Work required
Which lines in the data contain the word "logo"? Copy each of those lines.

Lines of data
++++++++++++++++++++
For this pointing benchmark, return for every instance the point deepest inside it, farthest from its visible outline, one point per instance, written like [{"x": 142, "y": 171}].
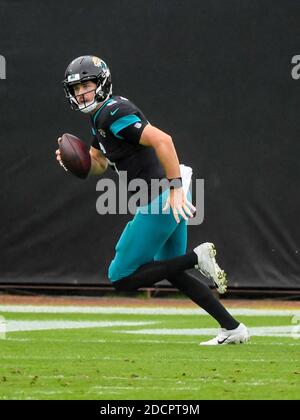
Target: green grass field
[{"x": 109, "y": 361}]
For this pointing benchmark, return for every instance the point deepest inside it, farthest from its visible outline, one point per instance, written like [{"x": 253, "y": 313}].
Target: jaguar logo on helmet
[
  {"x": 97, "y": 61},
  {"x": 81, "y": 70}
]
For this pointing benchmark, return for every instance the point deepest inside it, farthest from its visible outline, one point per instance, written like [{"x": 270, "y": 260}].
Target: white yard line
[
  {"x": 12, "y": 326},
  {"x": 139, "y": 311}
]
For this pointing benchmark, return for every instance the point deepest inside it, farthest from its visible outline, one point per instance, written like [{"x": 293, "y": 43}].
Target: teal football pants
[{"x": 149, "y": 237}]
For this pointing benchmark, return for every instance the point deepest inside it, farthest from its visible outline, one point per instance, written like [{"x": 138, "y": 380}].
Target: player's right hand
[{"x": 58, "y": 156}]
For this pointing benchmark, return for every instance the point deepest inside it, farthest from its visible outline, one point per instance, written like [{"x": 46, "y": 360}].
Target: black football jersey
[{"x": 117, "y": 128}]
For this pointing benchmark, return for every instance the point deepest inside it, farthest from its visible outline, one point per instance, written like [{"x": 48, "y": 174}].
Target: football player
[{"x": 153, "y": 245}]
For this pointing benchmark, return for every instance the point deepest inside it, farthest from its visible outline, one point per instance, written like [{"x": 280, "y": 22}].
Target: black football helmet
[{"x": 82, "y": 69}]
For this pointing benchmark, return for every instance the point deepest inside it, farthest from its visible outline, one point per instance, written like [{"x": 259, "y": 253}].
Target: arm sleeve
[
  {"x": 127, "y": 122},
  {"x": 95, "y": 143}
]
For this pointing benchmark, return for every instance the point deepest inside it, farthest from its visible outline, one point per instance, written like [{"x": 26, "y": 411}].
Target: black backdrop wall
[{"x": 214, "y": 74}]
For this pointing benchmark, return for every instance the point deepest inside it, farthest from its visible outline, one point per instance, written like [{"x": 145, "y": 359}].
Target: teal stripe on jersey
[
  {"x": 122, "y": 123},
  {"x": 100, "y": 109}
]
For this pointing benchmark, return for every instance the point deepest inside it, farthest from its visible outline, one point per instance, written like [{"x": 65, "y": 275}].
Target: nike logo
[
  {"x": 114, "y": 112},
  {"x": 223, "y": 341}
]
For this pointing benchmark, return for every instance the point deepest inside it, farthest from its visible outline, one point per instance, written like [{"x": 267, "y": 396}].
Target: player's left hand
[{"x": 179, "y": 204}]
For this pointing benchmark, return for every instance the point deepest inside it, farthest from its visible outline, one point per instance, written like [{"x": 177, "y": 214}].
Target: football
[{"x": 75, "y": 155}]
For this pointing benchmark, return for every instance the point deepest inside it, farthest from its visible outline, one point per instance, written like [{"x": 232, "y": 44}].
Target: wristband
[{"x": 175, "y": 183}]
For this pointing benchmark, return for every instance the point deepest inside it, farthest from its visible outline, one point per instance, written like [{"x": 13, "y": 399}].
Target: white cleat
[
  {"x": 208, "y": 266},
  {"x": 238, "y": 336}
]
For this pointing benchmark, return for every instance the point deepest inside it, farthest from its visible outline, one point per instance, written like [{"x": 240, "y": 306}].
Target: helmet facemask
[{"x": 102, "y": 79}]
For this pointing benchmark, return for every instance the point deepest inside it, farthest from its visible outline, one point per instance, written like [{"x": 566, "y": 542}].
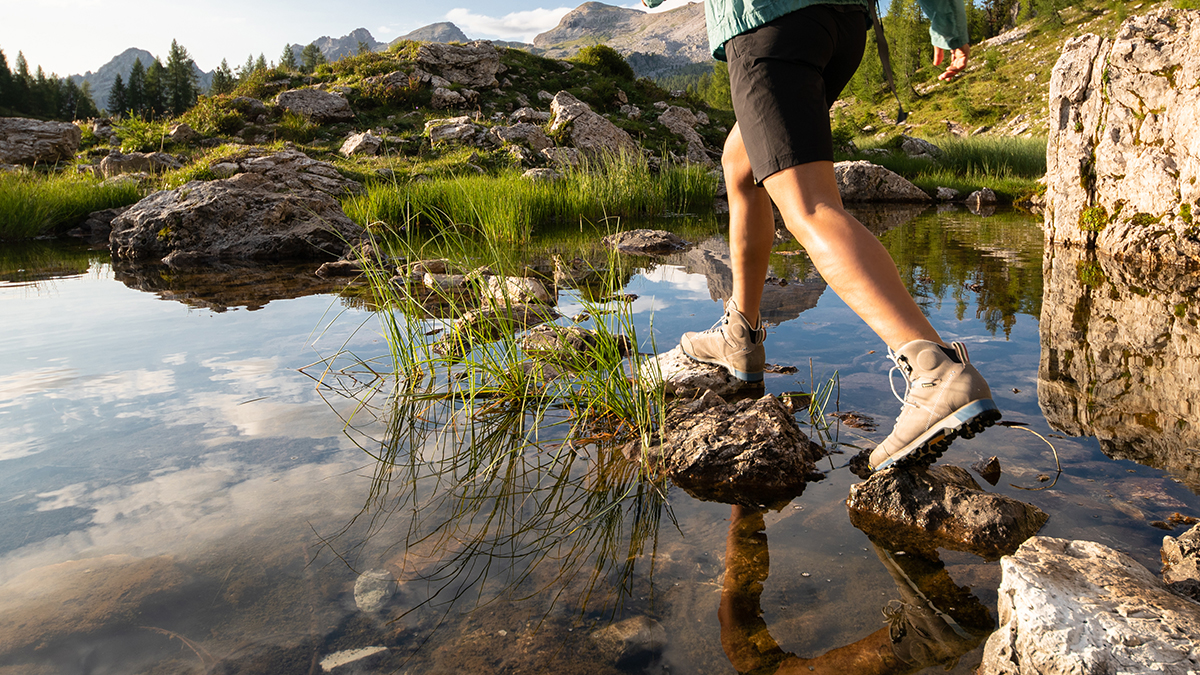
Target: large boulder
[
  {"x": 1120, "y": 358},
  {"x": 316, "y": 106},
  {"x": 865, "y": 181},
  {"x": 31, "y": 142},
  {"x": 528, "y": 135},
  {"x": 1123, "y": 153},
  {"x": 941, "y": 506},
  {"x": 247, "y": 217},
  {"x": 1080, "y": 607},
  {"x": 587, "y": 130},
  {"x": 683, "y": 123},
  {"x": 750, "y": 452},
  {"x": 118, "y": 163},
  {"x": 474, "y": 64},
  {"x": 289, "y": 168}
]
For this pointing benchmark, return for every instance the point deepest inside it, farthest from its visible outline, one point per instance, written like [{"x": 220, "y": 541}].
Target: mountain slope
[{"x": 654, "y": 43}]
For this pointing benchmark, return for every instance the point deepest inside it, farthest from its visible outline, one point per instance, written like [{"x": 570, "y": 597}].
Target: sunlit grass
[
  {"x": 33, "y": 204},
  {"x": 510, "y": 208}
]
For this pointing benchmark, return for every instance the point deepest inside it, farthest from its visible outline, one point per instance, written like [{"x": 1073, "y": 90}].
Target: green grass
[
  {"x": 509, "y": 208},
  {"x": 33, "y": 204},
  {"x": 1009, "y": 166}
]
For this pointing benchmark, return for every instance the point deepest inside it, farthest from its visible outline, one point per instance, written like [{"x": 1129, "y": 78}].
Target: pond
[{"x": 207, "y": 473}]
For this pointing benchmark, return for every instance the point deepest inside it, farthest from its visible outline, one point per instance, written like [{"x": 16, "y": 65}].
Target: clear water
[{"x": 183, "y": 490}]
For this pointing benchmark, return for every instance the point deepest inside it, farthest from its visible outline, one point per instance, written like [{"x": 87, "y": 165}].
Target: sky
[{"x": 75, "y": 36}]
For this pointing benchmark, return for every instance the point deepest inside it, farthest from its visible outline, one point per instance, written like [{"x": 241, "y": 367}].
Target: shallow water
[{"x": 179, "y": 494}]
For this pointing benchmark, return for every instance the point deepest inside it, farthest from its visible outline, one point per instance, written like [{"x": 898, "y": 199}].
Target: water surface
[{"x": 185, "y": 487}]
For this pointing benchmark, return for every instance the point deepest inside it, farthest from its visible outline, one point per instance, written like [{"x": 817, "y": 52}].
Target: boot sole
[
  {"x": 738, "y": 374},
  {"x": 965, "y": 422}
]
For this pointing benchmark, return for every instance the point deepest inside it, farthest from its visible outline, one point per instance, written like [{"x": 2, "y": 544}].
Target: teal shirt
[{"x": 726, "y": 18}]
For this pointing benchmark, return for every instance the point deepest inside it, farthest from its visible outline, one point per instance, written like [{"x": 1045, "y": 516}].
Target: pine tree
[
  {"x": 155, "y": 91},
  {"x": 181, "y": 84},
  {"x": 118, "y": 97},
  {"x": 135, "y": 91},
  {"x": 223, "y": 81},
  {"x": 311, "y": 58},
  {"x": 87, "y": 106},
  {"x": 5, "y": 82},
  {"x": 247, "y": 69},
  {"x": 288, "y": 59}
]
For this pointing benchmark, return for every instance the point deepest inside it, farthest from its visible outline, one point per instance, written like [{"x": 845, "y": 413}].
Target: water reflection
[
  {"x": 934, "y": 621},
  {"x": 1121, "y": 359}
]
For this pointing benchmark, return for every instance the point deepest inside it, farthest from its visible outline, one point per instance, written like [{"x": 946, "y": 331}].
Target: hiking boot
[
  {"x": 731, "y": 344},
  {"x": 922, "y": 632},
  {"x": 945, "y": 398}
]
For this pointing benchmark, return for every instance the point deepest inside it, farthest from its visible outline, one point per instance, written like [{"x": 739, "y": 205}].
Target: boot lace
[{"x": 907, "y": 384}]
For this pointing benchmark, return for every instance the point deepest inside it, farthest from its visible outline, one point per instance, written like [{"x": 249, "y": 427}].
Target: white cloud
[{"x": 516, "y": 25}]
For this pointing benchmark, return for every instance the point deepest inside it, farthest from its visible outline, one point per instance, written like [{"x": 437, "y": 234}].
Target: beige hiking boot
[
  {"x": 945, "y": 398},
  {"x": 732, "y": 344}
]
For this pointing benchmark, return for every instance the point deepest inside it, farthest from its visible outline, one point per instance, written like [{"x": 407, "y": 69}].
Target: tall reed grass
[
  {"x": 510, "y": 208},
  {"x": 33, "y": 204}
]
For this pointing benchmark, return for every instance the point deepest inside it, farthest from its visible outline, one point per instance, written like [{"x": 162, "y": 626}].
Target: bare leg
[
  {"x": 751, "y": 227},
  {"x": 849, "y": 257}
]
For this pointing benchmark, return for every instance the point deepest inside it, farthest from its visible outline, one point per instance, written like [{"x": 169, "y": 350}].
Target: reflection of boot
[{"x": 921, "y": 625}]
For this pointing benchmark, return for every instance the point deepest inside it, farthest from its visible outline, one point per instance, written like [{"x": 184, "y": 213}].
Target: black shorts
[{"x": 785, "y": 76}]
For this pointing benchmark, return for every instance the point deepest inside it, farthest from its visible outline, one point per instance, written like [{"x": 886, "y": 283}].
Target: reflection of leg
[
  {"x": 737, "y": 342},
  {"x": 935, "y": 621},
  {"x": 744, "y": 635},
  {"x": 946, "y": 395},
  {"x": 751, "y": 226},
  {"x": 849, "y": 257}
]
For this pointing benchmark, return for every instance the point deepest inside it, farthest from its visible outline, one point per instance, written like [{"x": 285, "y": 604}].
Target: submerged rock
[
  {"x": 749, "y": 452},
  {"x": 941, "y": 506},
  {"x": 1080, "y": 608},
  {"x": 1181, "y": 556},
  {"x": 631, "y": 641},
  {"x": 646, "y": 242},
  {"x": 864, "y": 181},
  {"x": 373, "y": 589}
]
++++++++++++++++++++
Task response
Target: jaguar logo on helmet
Target: nike logo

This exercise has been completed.